--- GIVEN RECORDS ---

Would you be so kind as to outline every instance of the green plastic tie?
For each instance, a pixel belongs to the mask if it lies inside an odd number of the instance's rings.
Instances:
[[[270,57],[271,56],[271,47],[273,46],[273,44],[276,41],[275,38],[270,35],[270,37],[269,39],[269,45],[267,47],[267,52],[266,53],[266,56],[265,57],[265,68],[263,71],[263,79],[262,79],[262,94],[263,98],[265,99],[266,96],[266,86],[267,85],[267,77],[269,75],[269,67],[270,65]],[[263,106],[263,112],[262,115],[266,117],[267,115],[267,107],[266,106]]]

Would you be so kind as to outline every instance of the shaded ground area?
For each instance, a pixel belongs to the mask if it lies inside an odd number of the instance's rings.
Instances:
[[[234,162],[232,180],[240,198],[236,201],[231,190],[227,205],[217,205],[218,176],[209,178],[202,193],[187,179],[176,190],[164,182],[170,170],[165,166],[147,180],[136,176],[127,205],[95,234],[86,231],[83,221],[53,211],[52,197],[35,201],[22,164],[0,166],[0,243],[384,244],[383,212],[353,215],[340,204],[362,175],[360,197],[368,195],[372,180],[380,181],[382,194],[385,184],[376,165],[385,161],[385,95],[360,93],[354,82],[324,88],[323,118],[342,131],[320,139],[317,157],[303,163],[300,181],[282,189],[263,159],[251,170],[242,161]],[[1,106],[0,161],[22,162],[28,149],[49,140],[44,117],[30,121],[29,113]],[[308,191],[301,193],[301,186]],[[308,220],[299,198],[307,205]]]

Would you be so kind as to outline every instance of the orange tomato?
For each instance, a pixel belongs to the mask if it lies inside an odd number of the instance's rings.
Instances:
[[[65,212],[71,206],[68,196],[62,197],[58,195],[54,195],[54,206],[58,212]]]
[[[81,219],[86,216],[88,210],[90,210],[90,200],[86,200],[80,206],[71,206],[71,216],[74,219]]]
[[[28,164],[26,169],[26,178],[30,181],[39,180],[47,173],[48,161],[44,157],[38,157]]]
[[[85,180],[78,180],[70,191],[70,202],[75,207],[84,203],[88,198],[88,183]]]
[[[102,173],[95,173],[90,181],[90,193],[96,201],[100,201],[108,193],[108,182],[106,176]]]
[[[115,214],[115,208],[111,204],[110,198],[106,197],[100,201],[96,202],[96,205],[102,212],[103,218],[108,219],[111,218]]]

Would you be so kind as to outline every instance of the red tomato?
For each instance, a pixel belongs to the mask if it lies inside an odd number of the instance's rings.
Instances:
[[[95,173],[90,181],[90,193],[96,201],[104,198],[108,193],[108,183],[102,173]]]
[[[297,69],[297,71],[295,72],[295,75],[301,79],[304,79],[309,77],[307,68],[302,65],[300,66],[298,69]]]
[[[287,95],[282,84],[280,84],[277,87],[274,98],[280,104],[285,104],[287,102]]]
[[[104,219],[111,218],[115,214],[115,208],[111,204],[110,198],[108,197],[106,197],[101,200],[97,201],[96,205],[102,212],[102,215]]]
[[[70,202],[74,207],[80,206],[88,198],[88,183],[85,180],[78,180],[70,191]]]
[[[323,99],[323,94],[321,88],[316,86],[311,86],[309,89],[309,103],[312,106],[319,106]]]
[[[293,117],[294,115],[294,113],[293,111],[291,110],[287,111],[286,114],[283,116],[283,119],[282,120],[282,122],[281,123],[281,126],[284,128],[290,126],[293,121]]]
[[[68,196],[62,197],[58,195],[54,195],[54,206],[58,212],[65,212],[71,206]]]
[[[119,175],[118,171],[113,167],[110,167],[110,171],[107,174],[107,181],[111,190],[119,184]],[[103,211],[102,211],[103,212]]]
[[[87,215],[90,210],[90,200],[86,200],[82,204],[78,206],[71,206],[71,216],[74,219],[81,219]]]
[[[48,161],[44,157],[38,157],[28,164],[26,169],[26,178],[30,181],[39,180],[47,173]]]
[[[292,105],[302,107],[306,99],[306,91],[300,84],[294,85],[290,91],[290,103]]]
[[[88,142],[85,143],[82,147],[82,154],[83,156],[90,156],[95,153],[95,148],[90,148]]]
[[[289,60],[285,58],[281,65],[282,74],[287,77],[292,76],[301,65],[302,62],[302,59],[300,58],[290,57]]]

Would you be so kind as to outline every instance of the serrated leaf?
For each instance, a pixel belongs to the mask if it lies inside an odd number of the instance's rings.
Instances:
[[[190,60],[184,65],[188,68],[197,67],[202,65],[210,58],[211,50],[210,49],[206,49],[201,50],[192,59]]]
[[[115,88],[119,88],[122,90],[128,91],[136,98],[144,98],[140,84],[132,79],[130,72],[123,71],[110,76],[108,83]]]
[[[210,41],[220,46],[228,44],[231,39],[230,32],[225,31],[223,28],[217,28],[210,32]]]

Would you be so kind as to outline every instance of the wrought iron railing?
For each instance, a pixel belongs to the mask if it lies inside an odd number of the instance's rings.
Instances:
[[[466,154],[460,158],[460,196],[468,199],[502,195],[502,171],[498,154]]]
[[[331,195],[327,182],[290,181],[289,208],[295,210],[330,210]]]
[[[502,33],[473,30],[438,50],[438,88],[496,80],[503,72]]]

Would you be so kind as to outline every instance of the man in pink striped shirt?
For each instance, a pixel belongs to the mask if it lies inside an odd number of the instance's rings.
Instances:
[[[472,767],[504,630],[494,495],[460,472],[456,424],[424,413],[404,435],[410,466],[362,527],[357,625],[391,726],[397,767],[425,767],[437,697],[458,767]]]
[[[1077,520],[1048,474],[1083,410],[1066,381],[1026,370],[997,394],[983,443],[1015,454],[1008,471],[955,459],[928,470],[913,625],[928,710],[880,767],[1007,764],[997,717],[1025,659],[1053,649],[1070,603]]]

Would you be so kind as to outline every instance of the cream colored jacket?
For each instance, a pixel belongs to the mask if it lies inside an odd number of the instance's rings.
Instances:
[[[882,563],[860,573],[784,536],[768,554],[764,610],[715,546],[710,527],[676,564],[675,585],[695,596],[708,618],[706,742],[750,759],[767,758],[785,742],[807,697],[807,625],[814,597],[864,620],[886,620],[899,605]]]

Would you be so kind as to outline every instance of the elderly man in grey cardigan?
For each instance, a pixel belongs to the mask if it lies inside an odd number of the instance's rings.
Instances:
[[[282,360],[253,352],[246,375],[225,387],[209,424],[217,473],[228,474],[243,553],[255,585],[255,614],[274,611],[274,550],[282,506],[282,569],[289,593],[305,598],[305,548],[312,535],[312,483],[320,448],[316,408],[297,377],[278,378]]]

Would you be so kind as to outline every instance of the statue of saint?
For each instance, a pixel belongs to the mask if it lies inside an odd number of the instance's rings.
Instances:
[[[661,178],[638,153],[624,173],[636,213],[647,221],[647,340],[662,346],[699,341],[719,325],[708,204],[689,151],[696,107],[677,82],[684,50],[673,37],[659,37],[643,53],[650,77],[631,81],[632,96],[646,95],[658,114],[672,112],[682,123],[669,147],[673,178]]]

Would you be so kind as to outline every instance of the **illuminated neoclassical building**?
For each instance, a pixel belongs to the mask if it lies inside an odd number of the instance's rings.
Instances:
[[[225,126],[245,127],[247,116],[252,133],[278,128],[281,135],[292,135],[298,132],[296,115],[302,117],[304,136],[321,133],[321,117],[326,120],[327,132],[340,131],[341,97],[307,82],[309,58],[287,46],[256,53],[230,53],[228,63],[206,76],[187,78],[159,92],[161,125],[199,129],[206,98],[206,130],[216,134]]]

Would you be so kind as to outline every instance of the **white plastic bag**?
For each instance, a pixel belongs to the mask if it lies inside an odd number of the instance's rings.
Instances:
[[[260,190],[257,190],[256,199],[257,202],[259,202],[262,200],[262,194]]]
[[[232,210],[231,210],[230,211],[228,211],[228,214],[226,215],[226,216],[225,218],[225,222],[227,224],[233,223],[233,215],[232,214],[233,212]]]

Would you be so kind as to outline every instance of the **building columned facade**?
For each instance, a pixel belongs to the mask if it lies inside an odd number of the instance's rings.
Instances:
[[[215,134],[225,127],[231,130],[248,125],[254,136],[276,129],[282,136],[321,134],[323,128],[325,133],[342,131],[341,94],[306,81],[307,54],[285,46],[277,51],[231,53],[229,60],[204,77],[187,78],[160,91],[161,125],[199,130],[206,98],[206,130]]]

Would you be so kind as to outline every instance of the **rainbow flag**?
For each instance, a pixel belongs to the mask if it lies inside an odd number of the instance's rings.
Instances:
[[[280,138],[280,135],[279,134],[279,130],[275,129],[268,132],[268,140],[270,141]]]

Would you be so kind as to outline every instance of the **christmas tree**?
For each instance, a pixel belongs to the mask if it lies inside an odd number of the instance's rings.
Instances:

---

• YOUR GOAL: Lay out as a numbered list the lines of the entries above, from the line containing "the **rainbow flag**?" through the end of the entries, leaving out blank lines.

• SOLUTION TO THE PROBLEM:
1. Would you be so kind as to outline every instance of the **rainbow flag**?
2. For each instance, a pixel belongs to the mask if it lies inside an odd number of the instance's rings.
3. Instances:
4. [[[280,138],[280,135],[279,134],[279,130],[275,129],[268,132],[268,140],[270,141]]]
5. Would you be so kind as to outline every instance of the **christmas tree**?
6. For each instance, a pixel belongs to the mask if it lies inside an odd number of the instance's rings.
7. Instances:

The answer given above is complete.